Which movie does the review of "Barb and Star Go to Vista del Mar" say the reviewer has not seen?

Excerpt =>
══════

Monday With Mildred: “Barb and Star Go to Vista del Mar”

Barb and Star Go to Vista del Mar movie poster

Barb and Star Go to Vista del Mar

Full disclaimer right up front. I’m that fabled person who has not seen the movie Bridesmaids. I’ve seen movies with Kristen Wiig so was aware she’s a fine actress with good comic timing, but I had no idea she would be able to make me laugh quite that hard. Annie Munolo was a mystery to me but as I watched the credits scrolling by at the top of the movie I saw she wrote this, produced it and acted, same as Wiig so I was prepared to watch a dumb vanity project by some Hollywood A- listers.

The opening card reads:

cu-lottes/ ¢kü-läts/noun.

Women’s trousers, usually calf length, cut full to resemble a skirt.

Typically worn by women in their middle age years.

This disclaimer was added late in the editing process because Wiig and Munolo realized there was a significant part of the audience who may not have any idea what culottes are. Being older, I did know and took it only as an immediate big hint that this film was going to be something different. Then the film starts with a close shot of a boy’s pudgy knees peddling a bike, pulling papers out of his basket and tossing them to the houses in a neat and orderly middle class neighborhood, as seen from a drone tracking shot. For the rest of the movie I was impressed with the choices made of camera angle and distance of the shots. They created an added dynamic to an already vibrant movie without the typical braggaducio. A moment later, the camera pulls back enough to show the paperboy is Asian American, wearing a ball cap and somewhat clumsily tossing beautifully rolled papers right and left, and then he begins singing along with the Barbara Streisand song Guilty in what looks like the best lip sync I’ve ever seen outside drag night at the bar until the soundtrack switches just for a moment to let us hear his terribly off key but enthusiastic rendering. Fortunately, we then hear only Barbara again as he rides out of town and into the suddenly much more bizarre rest of the film.

══════

Extracted information =>
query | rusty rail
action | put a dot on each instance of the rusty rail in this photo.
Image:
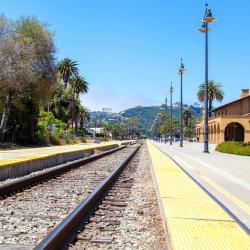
(67, 230)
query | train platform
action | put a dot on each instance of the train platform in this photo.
(193, 218)
(14, 163)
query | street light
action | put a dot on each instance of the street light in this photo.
(171, 90)
(208, 18)
(181, 71)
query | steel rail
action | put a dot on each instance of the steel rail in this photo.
(15, 186)
(67, 230)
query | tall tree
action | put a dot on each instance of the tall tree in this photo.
(215, 92)
(67, 68)
(79, 85)
(26, 62)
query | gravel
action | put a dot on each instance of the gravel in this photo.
(26, 217)
(140, 226)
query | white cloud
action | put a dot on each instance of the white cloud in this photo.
(99, 97)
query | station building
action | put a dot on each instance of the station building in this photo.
(229, 122)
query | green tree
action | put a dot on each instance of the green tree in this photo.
(67, 68)
(27, 68)
(215, 92)
(79, 85)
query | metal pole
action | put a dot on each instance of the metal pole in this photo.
(171, 114)
(165, 127)
(206, 93)
(181, 134)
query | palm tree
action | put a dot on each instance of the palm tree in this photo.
(84, 116)
(66, 69)
(79, 85)
(215, 92)
(187, 117)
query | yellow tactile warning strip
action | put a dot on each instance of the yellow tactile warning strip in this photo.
(194, 220)
(26, 158)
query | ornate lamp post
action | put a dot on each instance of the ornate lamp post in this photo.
(171, 90)
(181, 71)
(208, 18)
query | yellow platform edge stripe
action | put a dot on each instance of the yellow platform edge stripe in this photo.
(194, 220)
(27, 158)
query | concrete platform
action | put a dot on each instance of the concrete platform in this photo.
(30, 160)
(193, 219)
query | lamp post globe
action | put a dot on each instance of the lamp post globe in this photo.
(208, 18)
(171, 90)
(181, 71)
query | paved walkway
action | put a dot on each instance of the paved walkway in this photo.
(193, 219)
(9, 157)
(226, 176)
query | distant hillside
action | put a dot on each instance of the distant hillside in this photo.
(146, 115)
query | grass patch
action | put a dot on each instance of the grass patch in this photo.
(234, 147)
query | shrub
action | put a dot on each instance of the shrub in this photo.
(48, 125)
(233, 147)
(100, 134)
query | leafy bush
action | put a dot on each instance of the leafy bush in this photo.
(233, 147)
(100, 134)
(48, 125)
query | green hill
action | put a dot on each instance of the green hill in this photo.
(146, 115)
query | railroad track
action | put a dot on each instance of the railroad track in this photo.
(26, 182)
(27, 217)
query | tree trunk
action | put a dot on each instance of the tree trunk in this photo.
(5, 117)
(210, 107)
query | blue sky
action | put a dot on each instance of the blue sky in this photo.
(129, 50)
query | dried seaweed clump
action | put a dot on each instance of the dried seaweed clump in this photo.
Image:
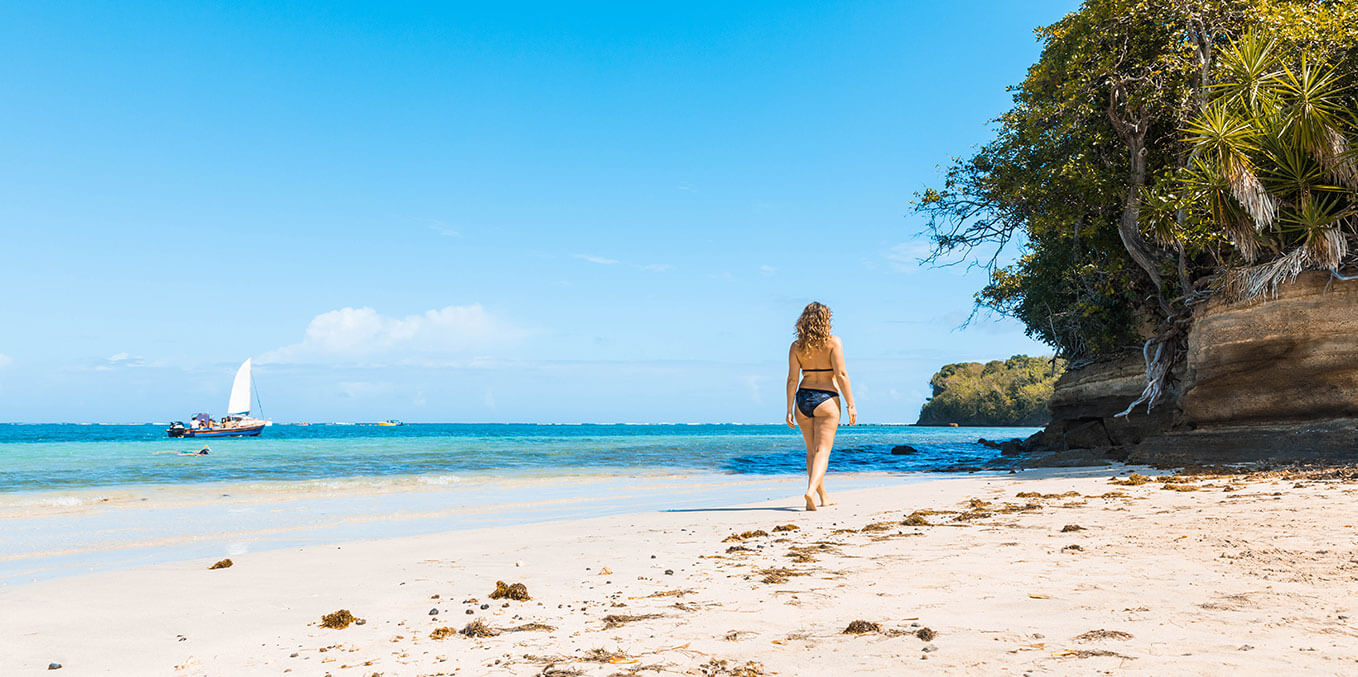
(719, 668)
(478, 630)
(1093, 635)
(1135, 479)
(915, 518)
(531, 627)
(518, 592)
(603, 655)
(1036, 494)
(338, 620)
(1179, 487)
(774, 575)
(738, 537)
(860, 627)
(617, 620)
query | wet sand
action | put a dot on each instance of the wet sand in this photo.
(1042, 573)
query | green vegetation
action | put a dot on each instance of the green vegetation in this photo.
(1157, 153)
(1012, 392)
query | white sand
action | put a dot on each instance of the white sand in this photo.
(1256, 581)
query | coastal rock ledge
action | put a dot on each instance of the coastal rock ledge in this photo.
(1270, 380)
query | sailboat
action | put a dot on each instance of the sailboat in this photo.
(236, 422)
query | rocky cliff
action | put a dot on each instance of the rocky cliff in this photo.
(1275, 379)
(1292, 357)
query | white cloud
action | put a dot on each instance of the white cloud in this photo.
(122, 361)
(364, 333)
(905, 257)
(595, 259)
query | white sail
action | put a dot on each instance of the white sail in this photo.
(239, 402)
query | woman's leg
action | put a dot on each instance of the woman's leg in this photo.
(823, 428)
(805, 425)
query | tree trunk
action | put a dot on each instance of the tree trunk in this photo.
(1127, 227)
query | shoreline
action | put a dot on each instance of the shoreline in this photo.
(74, 532)
(1239, 575)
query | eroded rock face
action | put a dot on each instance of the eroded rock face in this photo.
(1087, 399)
(1285, 358)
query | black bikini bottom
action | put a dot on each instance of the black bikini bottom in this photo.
(811, 398)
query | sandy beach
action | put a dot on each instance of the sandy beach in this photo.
(1062, 571)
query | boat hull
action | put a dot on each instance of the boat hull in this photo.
(224, 432)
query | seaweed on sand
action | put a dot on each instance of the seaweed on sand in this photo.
(338, 620)
(531, 627)
(518, 592)
(738, 537)
(1135, 479)
(617, 620)
(477, 630)
(720, 668)
(915, 518)
(861, 627)
(1103, 634)
(774, 575)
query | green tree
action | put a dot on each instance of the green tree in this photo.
(1009, 392)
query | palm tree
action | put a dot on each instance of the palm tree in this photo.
(1271, 171)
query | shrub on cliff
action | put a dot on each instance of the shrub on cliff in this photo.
(1011, 392)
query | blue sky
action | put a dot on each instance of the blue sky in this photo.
(538, 212)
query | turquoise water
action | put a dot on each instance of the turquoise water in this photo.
(78, 498)
(45, 457)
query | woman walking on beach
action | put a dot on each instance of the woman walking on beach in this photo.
(814, 403)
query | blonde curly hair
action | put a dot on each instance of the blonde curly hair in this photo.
(812, 327)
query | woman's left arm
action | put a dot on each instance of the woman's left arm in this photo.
(837, 361)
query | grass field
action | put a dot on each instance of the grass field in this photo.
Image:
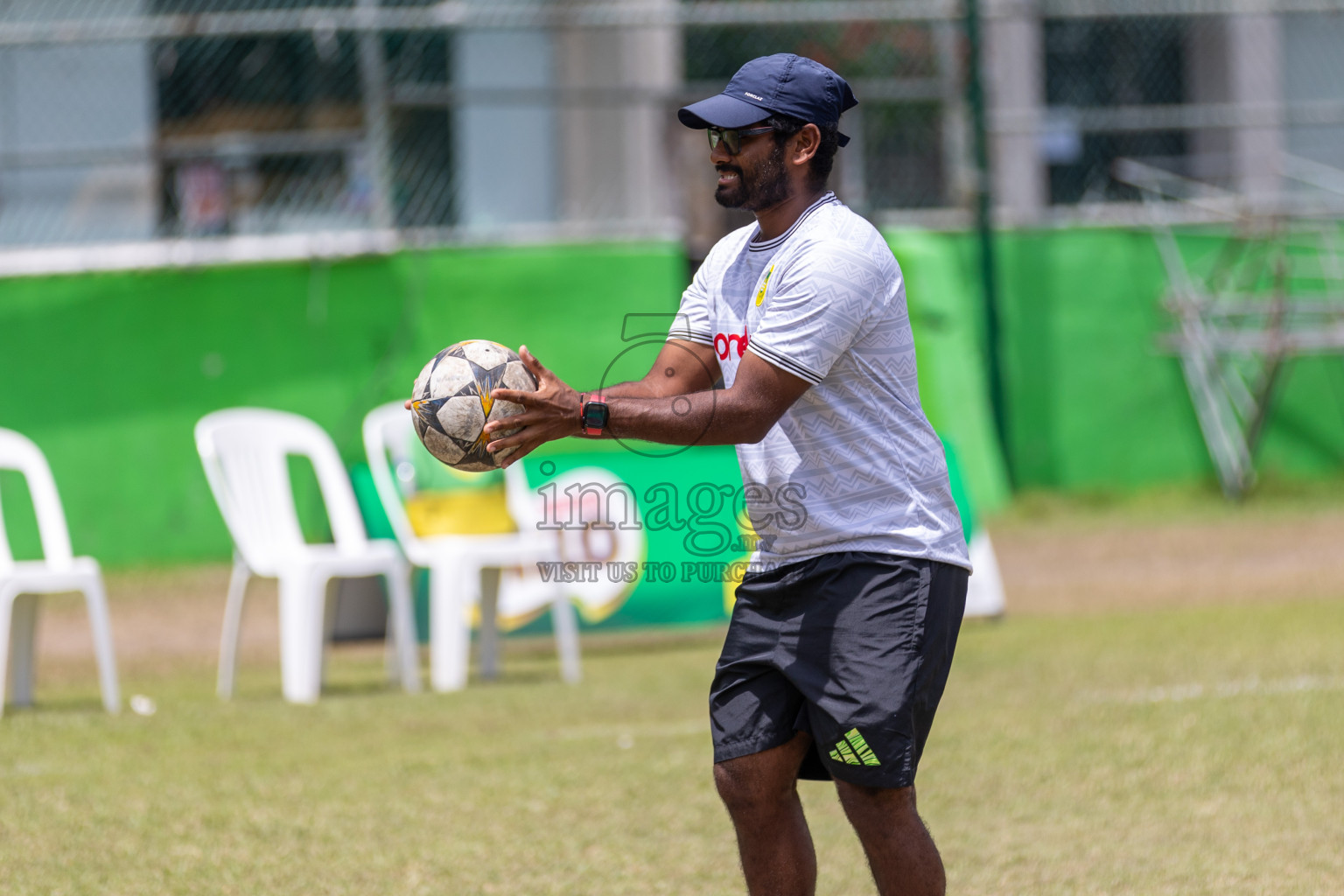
(1160, 750)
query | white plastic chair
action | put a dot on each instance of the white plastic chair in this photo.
(23, 580)
(245, 452)
(456, 562)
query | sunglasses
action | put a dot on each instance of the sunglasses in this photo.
(732, 137)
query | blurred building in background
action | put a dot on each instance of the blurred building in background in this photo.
(150, 120)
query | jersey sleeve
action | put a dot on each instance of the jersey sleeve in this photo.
(692, 318)
(822, 301)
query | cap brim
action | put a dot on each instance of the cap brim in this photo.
(722, 112)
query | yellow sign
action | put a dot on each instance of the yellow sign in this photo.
(764, 284)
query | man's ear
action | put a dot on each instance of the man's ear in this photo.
(805, 144)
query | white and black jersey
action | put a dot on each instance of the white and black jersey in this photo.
(854, 464)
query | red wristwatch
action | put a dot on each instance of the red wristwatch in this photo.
(593, 414)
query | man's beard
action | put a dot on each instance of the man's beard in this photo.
(766, 187)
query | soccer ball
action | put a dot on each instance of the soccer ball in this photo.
(452, 402)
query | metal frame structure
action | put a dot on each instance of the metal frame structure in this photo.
(1270, 293)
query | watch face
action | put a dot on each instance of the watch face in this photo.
(594, 416)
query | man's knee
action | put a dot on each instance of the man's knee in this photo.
(761, 780)
(890, 801)
(745, 788)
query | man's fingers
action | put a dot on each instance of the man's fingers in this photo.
(514, 422)
(518, 454)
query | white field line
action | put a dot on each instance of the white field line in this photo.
(1236, 688)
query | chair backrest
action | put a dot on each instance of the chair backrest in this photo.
(19, 453)
(245, 453)
(388, 441)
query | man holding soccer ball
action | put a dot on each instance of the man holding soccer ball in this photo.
(843, 633)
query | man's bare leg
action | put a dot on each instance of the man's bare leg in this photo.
(762, 797)
(900, 848)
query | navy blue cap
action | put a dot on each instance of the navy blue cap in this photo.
(781, 83)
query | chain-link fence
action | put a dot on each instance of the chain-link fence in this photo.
(142, 120)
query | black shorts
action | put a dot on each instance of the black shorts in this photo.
(852, 649)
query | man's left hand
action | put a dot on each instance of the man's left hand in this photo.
(550, 413)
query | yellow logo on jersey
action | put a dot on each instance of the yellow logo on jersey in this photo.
(764, 284)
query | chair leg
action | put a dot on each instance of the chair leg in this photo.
(449, 630)
(401, 629)
(489, 624)
(301, 602)
(5, 615)
(97, 599)
(233, 625)
(566, 639)
(328, 620)
(23, 635)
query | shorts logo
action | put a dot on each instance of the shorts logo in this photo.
(852, 750)
(764, 284)
(724, 343)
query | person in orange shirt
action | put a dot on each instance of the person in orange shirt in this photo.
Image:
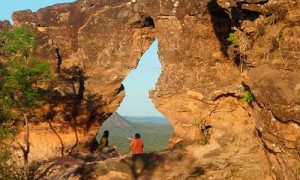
(137, 145)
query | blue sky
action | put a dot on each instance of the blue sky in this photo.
(137, 83)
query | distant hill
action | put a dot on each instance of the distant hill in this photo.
(147, 119)
(115, 121)
(155, 131)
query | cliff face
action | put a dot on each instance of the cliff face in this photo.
(93, 45)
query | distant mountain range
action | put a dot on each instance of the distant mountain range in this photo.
(115, 121)
(155, 131)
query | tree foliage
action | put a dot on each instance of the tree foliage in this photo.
(21, 76)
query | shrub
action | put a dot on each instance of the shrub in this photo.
(19, 91)
(233, 39)
(23, 71)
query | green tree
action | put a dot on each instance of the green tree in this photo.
(21, 82)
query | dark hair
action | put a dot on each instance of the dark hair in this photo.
(106, 133)
(137, 135)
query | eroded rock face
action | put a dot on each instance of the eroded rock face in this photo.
(93, 45)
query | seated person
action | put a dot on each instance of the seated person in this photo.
(137, 145)
(104, 147)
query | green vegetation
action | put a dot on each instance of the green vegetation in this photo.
(233, 39)
(21, 73)
(19, 90)
(247, 97)
(155, 136)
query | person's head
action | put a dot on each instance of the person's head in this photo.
(137, 136)
(106, 133)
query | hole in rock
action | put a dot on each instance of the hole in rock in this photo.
(137, 113)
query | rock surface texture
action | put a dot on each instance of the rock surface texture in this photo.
(94, 44)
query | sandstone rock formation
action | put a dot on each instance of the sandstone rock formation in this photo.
(94, 44)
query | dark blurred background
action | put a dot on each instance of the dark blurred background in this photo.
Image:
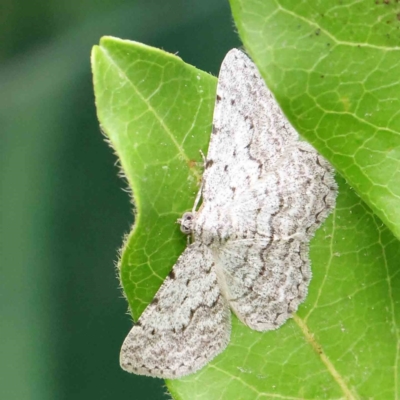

══════

Answer box => Bridesmaids